Entries from a dataset
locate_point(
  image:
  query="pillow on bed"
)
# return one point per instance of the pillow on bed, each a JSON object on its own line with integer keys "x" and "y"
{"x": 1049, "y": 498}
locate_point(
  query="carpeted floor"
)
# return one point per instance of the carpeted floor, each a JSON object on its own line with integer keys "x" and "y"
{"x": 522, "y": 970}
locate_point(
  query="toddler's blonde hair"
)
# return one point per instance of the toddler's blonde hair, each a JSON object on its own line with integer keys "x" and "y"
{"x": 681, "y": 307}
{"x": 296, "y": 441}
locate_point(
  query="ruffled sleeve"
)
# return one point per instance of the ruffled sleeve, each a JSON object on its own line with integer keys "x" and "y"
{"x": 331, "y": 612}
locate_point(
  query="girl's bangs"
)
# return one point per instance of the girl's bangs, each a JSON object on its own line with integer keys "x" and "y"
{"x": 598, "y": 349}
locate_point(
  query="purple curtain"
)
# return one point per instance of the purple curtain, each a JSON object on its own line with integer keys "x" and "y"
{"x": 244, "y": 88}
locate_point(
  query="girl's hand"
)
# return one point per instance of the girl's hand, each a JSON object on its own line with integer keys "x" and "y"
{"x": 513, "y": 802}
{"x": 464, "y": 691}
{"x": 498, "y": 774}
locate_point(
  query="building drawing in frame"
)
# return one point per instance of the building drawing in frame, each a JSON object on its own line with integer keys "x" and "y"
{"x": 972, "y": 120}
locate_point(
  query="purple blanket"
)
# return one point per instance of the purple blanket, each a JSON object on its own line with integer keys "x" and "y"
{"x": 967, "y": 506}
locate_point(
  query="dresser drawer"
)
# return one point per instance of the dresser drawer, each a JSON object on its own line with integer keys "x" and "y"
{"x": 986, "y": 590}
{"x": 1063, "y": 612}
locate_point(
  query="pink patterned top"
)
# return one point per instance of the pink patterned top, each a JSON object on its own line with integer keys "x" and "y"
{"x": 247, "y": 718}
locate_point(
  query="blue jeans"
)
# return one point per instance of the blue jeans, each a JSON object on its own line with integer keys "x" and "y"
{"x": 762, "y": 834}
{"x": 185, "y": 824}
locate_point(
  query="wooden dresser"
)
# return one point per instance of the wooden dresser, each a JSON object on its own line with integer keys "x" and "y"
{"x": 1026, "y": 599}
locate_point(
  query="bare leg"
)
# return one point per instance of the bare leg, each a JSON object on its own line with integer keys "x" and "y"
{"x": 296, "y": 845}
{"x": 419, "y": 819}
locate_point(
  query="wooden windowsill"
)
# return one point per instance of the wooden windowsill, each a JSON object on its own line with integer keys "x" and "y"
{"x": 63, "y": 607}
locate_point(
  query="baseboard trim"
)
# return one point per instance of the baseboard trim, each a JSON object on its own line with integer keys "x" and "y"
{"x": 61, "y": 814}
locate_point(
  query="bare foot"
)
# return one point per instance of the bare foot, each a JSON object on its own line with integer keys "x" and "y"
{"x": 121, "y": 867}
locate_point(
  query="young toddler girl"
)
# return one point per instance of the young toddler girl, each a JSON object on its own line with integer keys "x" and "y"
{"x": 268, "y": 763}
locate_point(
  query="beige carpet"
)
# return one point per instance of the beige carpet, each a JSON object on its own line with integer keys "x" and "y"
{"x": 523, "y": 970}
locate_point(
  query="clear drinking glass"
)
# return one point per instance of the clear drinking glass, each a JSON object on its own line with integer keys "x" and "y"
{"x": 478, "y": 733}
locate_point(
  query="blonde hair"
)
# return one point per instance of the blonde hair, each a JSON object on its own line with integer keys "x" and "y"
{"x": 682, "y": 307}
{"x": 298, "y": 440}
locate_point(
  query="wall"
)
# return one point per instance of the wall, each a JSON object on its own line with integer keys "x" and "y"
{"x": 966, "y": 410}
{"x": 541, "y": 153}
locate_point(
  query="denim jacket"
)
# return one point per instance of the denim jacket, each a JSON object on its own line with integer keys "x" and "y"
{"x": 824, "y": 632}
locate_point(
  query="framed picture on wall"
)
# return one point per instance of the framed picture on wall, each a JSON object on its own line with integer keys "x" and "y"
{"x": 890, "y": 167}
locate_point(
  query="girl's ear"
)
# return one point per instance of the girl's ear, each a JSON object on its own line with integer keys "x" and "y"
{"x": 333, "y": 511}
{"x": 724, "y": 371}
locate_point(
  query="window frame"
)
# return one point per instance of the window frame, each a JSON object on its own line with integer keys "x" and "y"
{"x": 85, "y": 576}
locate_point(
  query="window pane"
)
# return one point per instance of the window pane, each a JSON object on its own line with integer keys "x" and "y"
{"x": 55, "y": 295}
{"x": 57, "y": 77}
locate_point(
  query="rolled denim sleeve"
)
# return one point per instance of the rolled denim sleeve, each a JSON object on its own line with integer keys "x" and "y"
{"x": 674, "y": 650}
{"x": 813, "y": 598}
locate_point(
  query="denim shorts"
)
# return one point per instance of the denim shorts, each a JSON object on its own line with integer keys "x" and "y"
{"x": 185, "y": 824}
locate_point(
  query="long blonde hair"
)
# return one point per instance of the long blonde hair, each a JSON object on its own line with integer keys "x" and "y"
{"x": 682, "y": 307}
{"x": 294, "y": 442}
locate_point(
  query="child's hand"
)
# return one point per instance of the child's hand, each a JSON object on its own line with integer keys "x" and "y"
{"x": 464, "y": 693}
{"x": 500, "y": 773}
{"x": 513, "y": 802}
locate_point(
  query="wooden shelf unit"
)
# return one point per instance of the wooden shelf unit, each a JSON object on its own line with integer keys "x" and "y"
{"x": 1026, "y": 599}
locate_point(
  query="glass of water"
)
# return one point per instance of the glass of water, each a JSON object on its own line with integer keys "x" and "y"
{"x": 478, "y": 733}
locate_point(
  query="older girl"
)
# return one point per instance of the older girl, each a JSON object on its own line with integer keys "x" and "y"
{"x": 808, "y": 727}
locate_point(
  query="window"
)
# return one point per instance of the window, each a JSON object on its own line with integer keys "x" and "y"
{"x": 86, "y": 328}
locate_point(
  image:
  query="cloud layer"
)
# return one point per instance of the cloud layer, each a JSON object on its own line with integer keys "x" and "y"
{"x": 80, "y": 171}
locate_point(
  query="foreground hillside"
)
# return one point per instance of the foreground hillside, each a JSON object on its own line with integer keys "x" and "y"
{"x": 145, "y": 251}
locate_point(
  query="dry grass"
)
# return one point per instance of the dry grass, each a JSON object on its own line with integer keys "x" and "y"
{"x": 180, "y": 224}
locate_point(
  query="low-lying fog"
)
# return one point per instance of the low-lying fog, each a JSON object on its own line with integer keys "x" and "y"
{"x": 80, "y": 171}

■ What you will do ■
The entries above must be returned exactly.

■ Solution for this problem ■
locate_point(
  image:
  query="pillow on bed"
)
# return one point per instance of the pillow on bed, each a JSON object on its own line with integer keys "x" and "y"
{"x": 1049, "y": 498}
locate_point(
  query="carpeted floor"
)
# return one point per instance of the carpeted floor, each a JSON object on its own line with integer keys "x" and "y"
{"x": 522, "y": 970}
locate_point(
  query="toddler's blonde hair"
)
# return one point per instance of the toddler's blonde hair, each a JSON object on its own line with integer keys "x" and "y"
{"x": 681, "y": 307}
{"x": 296, "y": 441}
locate_point(
  query="ruffled sleeve"
)
# return one point per instance of the ruffled sleeve, each a JSON object on its own line with integer keys "x" and "y"
{"x": 331, "y": 612}
locate_point(
  query="girl's bangs"
)
# return one point per instance of the girl's bangs, each a JSON object on its own line with integer keys "x" and "y"
{"x": 598, "y": 349}
locate_point(
  query="purple curtain"
)
# return one point per instance of the purple curtain, each a JSON object on its own line with integer keys "x" and "y"
{"x": 244, "y": 88}
locate_point(
  query="girl's hand"
)
# return one point per instance of the girl's hand, each a JSON object on its own line with integer keys "x" and "y"
{"x": 513, "y": 802}
{"x": 464, "y": 691}
{"x": 498, "y": 774}
locate_point(
  query="building drawing in frame"
)
# return one point per instance of the building drawing in frame, each a JSON object on its own line with integer keys "x" and "y"
{"x": 972, "y": 120}
locate_point(
  query="purple blanket"
)
# return one point per instance of the purple blanket, each a JSON object on its own line with integer keys "x" and "y"
{"x": 967, "y": 506}
locate_point(
  query="dresser drawer"
)
# return one point per instance of the dresser drawer, each a JSON object on its own line with integer keys "x" and "y"
{"x": 986, "y": 590}
{"x": 1063, "y": 612}
locate_point(
  query="pink patterned top"
)
# return one point per instance of the pink patterned top, each a JSON object on its own line with integer keys "x" and "y"
{"x": 247, "y": 718}
locate_point(
  query="blue jeans"
)
# return one point per instance of the blue jeans, each a JSON object on its own line with integer keys "x" and "y"
{"x": 762, "y": 834}
{"x": 185, "y": 824}
locate_point(
  query="wooden dresser"
)
# return one point per instance of the wooden dresser, each a JSON object on its own line with integer keys "x" and "y"
{"x": 1026, "y": 599}
locate_point(
  query="bare leg"
)
# return one point per instance of the bare leg, each a JSON object on its own line with integer keys "x" and "y"
{"x": 296, "y": 845}
{"x": 419, "y": 819}
locate_point(
  query="wooden windowsill"
)
# return one point per instance of the wooden windowsill, each a JSON object on its own line with integer keys "x" and "y"
{"x": 63, "y": 607}
locate_point(
  query="baseboard trim"
)
# return one point per instance of the baseboard trim, each a JSON object on its own line with integer keys "x" and "y"
{"x": 61, "y": 814}
locate_point(
  query="bare foot"
)
# return one point per instance of the bare foot, each a JSON object on its own line with integer keys "x" and "y"
{"x": 121, "y": 867}
locate_point(
  query="young toddler girl"
)
# return one point per instance of the young toddler girl, each a JSON object on its own line with integer keys "x" and "y"
{"x": 268, "y": 763}
locate_point(
  query="beige carpet"
)
# return one point per instance of the beige carpet, each a JSON object on its own line with integer keys "x" and "y"
{"x": 523, "y": 970}
locate_point(
  query="clear drinking glass"
)
# return one point per instance of the clear drinking glass, each a JSON object on its own line with integer keys "x" and "y"
{"x": 478, "y": 733}
locate_point(
  query="blonde hair"
)
# return one point per instance of the blonde hair, each a JSON object on its own line with integer keys "x" and "y"
{"x": 682, "y": 307}
{"x": 298, "y": 440}
locate_point(
  query="wall"
)
# return one point per instance of the wall, each a JSON object on its own line with integer keys "x" and "y"
{"x": 966, "y": 410}
{"x": 541, "y": 153}
locate_point(
  query="denim jacket"
)
# return one point per instance of the denim jacket, each a JSON object on its own line with integer keys "x" and "y"
{"x": 824, "y": 632}
locate_point(
  query="framed picture on wall"
)
# return one point per instance of the framed picture on wall, each a JSON object on its own line with integer keys "x" and "y"
{"x": 890, "y": 167}
locate_point(
  query="girl's ear"
)
# return one point per instance of the girl's ear, each a JSON object on its own line with integer keys "x" and "y"
{"x": 333, "y": 511}
{"x": 724, "y": 371}
locate_point(
  query="window frame"
)
# return one point per instance of the window frame, each a JSON object on its own line with integer keys "x" and "y"
{"x": 85, "y": 576}
locate_point(
  query="window pane"
)
# return one point per instance of the window pane, each a JSON object on its own line with integer keys "x" and "y"
{"x": 55, "y": 295}
{"x": 57, "y": 77}
locate_point(
  query="rolled denim sleeve"
)
# return one point per instance of the rolled denim sleeve, each a JSON object on its own line with integer keys "x" and "y"
{"x": 674, "y": 650}
{"x": 813, "y": 598}
locate_point(
  query="denim shorts"
)
# return one point per instance of the denim shorts, each a JSON object on its own line with integer keys "x" and "y"
{"x": 185, "y": 824}
locate_point(
  query="long blonde hair"
)
# return one point per instance of the long blonde hair, each a JSON object on its own line with integer keys "x" and "y"
{"x": 682, "y": 307}
{"x": 294, "y": 442}
locate_point(
  query="child's hand"
)
# return one point per instance of the child's hand, each a JSON object on its own line with integer keys "x" and "y"
{"x": 464, "y": 693}
{"x": 500, "y": 773}
{"x": 513, "y": 802}
locate_point(
  query="wooden shelf unit"
)
# return one point per instance of the wooden shelf unit, each a JSON object on its own line with integer keys "x" and "y"
{"x": 1026, "y": 599}
locate_point(
  query="glass of water"
)
# return one point per instance of the glass of water, each a JSON object on its own line with integer keys "x" and "y"
{"x": 478, "y": 733}
locate_point(
  query="older girl"
)
# return one point per instance of the older girl, each a JSON object on its own line with integer keys "x" and "y"
{"x": 808, "y": 727}
locate_point(
  query="window"
)
# return one point per instance of the window, each a JSON object on its own line with integer keys "x" and "y"
{"x": 86, "y": 328}
locate_point(
  image:
  query="cloud layer"
)
# return one point per instance of the cloud layer, each a JSON object on its own line with integer keys "x" and "y"
{"x": 80, "y": 171}
locate_point(
  query="foreground hillside"
)
# return one point per instance of the foreground hillside, each a JSON object on its own line with integer keys "x" and "y"
{"x": 145, "y": 251}
locate_point(
  query="dry grass"
)
# return one point per instance of the dry grass, each a JSON object on its own line with integer keys "x" and "y"
{"x": 180, "y": 224}
locate_point(
  query="low-lying fog"
)
# return one point per instance of the low-lying fog, each a JSON object on its own line with integer keys "x" and "y"
{"x": 80, "y": 171}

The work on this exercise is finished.